# WHAT IS NEEDED
Gather every line in the records below that contains the word "woman", treating uppercase and lowercase as different.

# TASK INPUTS
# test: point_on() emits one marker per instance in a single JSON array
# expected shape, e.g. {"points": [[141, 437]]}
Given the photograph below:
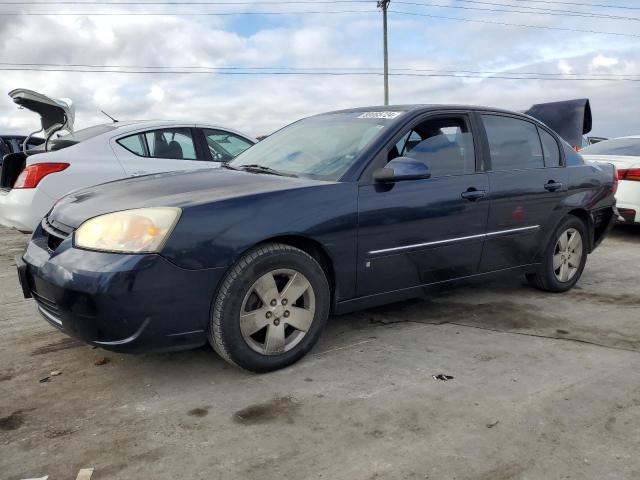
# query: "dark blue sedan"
{"points": [[336, 212]]}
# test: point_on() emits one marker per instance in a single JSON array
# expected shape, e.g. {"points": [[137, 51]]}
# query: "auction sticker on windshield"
{"points": [[380, 115]]}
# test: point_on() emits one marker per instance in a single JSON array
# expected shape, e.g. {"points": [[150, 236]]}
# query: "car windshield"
{"points": [[64, 141], [617, 146], [321, 147]]}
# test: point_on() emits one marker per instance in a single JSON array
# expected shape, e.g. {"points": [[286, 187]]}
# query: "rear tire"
{"points": [[563, 259], [270, 309]]}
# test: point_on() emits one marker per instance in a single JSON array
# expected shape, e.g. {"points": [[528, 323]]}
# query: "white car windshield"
{"points": [[322, 147], [616, 146]]}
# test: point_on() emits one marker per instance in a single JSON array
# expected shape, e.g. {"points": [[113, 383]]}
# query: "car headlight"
{"points": [[141, 230]]}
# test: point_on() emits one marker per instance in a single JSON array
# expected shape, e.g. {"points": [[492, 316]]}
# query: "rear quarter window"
{"points": [[550, 149], [513, 144]]}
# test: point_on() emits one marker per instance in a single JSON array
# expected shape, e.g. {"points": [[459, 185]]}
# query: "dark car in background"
{"points": [[13, 144], [336, 212]]}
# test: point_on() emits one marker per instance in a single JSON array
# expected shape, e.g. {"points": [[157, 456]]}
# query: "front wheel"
{"points": [[270, 309], [564, 258]]}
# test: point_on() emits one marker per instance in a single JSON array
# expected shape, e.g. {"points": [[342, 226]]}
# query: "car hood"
{"points": [[54, 114], [171, 189], [618, 161]]}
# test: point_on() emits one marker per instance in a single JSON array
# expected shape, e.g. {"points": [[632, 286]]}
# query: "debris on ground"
{"points": [[85, 474], [443, 377]]}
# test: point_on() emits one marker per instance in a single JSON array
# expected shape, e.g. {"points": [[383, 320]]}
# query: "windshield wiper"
{"points": [[256, 168], [229, 167]]}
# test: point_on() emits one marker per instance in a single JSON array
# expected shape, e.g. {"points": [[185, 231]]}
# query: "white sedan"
{"points": [[31, 182], [624, 153]]}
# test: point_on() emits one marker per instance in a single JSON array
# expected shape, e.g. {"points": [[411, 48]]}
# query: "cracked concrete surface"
{"points": [[546, 386]]}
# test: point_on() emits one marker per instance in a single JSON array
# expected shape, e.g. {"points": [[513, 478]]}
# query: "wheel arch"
{"points": [[313, 248], [583, 215]]}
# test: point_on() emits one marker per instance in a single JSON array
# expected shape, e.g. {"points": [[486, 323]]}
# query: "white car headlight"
{"points": [[141, 230]]}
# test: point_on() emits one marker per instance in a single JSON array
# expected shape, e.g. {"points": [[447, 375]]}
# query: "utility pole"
{"points": [[384, 4]]}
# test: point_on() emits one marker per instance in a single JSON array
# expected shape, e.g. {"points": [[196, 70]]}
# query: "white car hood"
{"points": [[54, 114], [618, 161]]}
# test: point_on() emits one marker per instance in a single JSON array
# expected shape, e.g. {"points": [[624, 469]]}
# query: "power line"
{"points": [[304, 69], [177, 14], [522, 25], [537, 10], [548, 11], [582, 4], [269, 2], [326, 73]]}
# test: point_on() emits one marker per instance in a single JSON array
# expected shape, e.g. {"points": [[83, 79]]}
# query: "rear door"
{"points": [[160, 150], [417, 232], [528, 181]]}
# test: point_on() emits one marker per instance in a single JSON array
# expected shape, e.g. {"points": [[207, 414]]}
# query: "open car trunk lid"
{"points": [[54, 114], [570, 119]]}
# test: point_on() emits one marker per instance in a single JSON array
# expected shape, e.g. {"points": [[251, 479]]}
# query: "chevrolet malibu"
{"points": [[336, 212]]}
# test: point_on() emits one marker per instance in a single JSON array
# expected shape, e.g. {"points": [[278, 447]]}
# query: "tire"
{"points": [[567, 269], [287, 328]]}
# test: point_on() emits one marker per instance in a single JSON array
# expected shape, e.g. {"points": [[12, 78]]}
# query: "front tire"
{"points": [[270, 309], [564, 258]]}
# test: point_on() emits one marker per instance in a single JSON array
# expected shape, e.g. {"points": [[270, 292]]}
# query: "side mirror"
{"points": [[402, 168]]}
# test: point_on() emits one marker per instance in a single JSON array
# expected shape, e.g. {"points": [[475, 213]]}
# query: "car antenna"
{"points": [[114, 120]]}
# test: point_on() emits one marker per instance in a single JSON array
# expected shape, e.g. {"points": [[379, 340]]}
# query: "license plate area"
{"points": [[22, 276]]}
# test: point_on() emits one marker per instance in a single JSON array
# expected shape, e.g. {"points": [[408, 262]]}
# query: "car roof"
{"points": [[423, 107]]}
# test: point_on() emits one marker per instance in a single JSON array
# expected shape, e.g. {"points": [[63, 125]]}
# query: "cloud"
{"points": [[259, 104]]}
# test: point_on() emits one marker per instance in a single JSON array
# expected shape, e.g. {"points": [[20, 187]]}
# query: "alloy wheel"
{"points": [[277, 311], [567, 255]]}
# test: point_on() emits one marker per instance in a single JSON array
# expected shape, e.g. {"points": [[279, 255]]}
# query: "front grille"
{"points": [[48, 308], [55, 232]]}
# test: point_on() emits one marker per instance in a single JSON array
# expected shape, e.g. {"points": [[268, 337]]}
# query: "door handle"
{"points": [[473, 194], [552, 186]]}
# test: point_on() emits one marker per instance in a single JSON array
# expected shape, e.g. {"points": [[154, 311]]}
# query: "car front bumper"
{"points": [[120, 302]]}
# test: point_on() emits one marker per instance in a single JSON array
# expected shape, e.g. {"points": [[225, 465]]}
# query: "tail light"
{"points": [[30, 177], [631, 174]]}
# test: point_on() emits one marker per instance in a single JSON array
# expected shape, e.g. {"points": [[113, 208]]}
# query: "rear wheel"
{"points": [[270, 309], [564, 258]]}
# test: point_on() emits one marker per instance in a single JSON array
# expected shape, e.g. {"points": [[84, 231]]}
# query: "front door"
{"points": [[527, 183], [418, 232]]}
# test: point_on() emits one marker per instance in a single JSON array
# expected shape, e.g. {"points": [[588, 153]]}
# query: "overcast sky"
{"points": [[258, 104]]}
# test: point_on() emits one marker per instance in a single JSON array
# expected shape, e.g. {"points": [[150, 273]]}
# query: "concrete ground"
{"points": [[544, 387]]}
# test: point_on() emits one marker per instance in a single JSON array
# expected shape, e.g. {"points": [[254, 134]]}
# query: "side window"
{"points": [[133, 143], [224, 146], [445, 145], [550, 149], [172, 143], [514, 144]]}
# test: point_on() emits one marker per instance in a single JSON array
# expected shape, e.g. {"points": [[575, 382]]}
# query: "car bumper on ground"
{"points": [[23, 209], [120, 302]]}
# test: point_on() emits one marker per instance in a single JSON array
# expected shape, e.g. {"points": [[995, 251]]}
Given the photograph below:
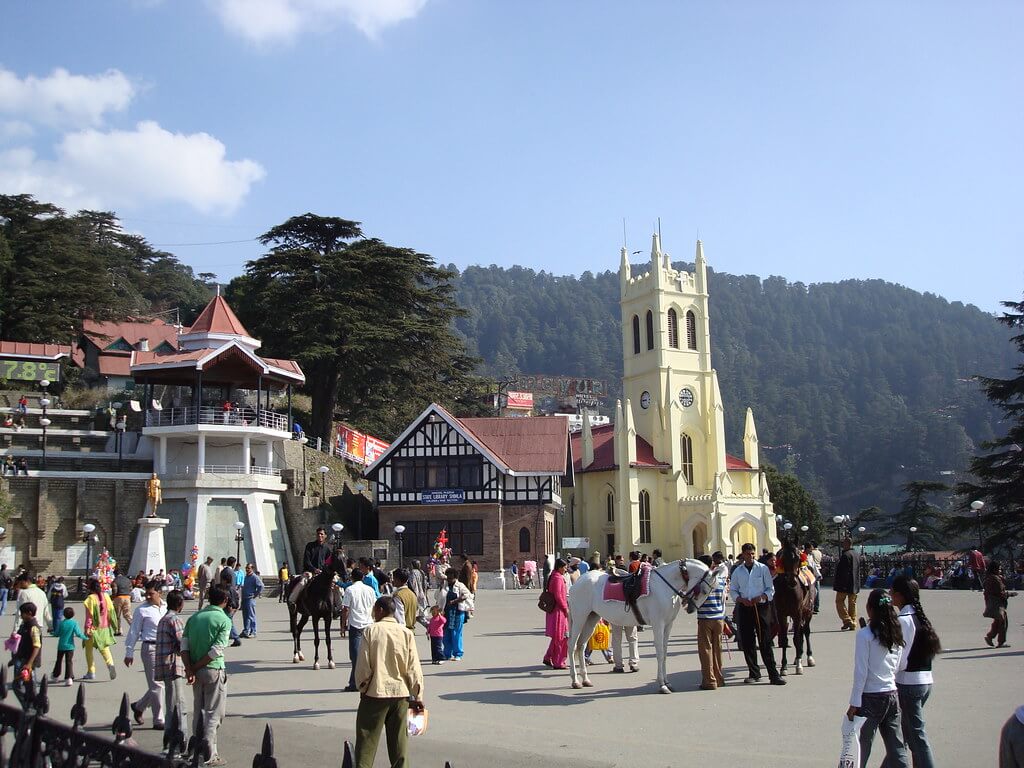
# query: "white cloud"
{"points": [[62, 99], [125, 169], [282, 20]]}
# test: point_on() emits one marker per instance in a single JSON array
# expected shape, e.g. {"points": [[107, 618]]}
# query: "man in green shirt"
{"points": [[203, 642]]}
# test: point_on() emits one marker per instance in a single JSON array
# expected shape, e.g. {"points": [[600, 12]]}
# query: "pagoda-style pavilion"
{"points": [[217, 444]]}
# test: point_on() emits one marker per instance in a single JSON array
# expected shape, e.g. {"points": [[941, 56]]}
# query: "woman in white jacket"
{"points": [[456, 601], [879, 648]]}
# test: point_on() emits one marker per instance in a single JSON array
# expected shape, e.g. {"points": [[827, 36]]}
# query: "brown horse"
{"points": [[794, 600]]}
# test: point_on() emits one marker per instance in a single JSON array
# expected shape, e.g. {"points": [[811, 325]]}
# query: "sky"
{"points": [[817, 141]]}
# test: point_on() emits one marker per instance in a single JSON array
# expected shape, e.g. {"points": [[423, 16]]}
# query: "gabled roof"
{"points": [[514, 449], [218, 317], [31, 349], [527, 444]]}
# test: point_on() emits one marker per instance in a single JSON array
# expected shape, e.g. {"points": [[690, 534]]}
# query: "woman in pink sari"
{"points": [[557, 626]]}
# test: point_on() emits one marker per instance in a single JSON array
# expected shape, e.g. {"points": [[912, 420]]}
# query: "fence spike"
{"points": [[265, 757], [122, 723], [79, 716]]}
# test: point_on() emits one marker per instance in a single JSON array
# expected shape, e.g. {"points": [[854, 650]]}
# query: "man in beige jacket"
{"points": [[389, 680]]}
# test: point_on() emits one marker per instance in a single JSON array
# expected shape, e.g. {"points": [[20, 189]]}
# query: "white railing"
{"points": [[241, 417], [188, 470]]}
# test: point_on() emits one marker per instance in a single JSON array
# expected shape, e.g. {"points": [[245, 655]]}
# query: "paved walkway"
{"points": [[500, 706]]}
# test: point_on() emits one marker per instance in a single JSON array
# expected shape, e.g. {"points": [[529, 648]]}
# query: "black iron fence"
{"points": [[30, 739]]}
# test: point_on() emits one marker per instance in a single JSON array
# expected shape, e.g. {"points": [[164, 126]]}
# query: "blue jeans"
{"points": [[249, 616], [911, 705], [354, 640], [453, 634]]}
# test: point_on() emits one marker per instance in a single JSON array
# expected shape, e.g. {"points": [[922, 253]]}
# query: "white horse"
{"points": [[670, 585]]}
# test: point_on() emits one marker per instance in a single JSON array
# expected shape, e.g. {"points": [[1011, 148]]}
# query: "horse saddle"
{"points": [[629, 588]]}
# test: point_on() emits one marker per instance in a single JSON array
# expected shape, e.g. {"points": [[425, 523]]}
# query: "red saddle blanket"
{"points": [[613, 590]]}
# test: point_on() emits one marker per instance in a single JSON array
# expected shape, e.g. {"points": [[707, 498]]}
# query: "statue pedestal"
{"points": [[148, 552]]}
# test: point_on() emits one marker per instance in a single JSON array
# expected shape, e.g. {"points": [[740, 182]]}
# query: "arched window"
{"points": [[644, 517], [686, 458], [691, 330], [673, 330], [524, 539]]}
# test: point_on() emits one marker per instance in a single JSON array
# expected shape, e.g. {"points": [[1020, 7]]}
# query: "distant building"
{"points": [[495, 485], [103, 348], [660, 475]]}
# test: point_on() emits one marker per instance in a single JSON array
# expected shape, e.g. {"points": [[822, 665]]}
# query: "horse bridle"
{"points": [[687, 596]]}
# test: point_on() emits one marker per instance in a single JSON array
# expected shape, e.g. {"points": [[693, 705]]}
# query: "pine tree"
{"points": [[998, 472]]}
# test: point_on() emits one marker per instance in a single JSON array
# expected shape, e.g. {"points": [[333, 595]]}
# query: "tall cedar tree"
{"points": [[55, 269], [998, 472], [792, 501], [916, 511], [370, 324]]}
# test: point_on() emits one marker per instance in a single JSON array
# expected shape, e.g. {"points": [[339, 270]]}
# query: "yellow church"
{"points": [[659, 476]]}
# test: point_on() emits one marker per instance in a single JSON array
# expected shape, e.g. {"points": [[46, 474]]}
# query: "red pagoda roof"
{"points": [[218, 317]]}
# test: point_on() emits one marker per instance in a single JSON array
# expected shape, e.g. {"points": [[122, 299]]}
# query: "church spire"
{"points": [[751, 441], [700, 269]]}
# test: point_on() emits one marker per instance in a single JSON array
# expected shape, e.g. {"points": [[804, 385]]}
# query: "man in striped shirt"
{"points": [[711, 617]]}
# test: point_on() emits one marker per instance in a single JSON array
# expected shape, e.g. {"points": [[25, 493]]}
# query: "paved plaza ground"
{"points": [[501, 707]]}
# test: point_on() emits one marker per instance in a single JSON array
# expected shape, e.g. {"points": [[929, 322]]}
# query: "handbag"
{"points": [[546, 602]]}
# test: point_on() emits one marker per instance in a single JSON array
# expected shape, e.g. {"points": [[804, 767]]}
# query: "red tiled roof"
{"points": [[218, 317], [604, 451], [525, 444], [732, 462], [104, 333], [32, 349]]}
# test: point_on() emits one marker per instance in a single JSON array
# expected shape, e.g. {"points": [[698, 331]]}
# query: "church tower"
{"points": [[668, 376]]}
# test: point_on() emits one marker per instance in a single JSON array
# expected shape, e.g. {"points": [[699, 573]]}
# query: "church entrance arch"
{"points": [[699, 539], [743, 532]]}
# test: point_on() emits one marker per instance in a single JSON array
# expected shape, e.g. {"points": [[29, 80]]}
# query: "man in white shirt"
{"points": [[144, 622], [753, 591], [356, 613]]}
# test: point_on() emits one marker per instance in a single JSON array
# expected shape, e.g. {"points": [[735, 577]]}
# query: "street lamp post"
{"points": [[44, 422], [239, 538], [88, 539], [324, 470], [398, 530], [977, 506]]}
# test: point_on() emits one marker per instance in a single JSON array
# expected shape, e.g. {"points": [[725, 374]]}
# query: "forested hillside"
{"points": [[857, 386]]}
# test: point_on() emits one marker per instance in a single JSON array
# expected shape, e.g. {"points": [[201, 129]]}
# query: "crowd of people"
{"points": [[381, 610]]}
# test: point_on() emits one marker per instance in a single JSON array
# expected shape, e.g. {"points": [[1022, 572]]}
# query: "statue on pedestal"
{"points": [[154, 495]]}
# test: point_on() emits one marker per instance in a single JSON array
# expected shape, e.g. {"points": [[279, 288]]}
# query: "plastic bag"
{"points": [[417, 722], [601, 639], [849, 755]]}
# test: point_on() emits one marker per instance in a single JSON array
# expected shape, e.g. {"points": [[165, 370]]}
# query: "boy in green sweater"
{"points": [[67, 631]]}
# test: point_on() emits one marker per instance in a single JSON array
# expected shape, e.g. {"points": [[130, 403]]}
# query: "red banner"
{"points": [[356, 446]]}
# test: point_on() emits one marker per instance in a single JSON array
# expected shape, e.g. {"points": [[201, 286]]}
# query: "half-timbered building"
{"points": [[495, 485]]}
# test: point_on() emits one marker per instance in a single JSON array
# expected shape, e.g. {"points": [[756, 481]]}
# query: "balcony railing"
{"points": [[241, 417], [190, 470]]}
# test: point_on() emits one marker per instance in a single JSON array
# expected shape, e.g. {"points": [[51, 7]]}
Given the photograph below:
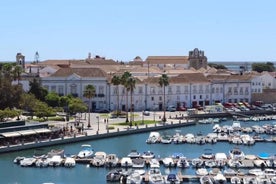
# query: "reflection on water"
{"points": [[120, 146]]}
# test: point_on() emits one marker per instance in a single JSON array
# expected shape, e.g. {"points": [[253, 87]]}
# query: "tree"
{"points": [[89, 93], [52, 99], [130, 86], [116, 81], [163, 82], [124, 80], [38, 90], [260, 67]]}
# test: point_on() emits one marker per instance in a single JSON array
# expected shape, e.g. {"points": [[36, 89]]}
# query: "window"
{"points": [[140, 90], [60, 90], [152, 90], [178, 89]]}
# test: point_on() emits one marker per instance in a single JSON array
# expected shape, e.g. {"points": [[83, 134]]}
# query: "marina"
{"points": [[123, 145]]}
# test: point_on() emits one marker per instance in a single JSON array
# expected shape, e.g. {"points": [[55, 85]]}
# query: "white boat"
{"points": [[201, 172], [168, 162], [134, 177], [126, 162], [220, 178], [206, 179], [189, 138], [55, 161], [86, 151], [154, 137], [208, 154], [138, 163], [111, 160], [99, 159], [235, 180], [256, 172], [27, 162], [172, 178], [197, 162], [154, 163], [249, 180], [148, 155], [182, 162], [155, 176], [134, 154], [69, 162], [236, 153]]}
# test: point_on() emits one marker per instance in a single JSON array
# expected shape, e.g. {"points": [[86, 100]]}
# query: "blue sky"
{"points": [[237, 30]]}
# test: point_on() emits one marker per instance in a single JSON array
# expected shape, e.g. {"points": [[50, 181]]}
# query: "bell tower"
{"points": [[20, 60]]}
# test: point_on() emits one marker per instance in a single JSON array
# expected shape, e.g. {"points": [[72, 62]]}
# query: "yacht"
{"points": [[86, 151]]}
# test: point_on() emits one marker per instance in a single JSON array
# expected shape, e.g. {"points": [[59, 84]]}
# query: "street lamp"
{"points": [[98, 123]]}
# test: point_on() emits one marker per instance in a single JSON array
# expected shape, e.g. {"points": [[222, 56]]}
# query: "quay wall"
{"points": [[107, 134]]}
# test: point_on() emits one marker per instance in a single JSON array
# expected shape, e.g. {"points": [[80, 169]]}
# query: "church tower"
{"points": [[20, 60], [197, 59]]}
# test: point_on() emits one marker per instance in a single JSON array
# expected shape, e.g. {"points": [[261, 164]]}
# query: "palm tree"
{"points": [[116, 80], [89, 93], [124, 80], [130, 86], [163, 82]]}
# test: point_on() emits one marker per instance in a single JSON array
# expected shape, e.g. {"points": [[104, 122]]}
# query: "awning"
{"points": [[27, 132], [42, 130], [11, 134]]}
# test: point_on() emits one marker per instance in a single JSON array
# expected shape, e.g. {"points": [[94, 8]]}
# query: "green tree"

# COMPLETED TASK
# query: "woman in white jacket"
# query: "woman in pink sari"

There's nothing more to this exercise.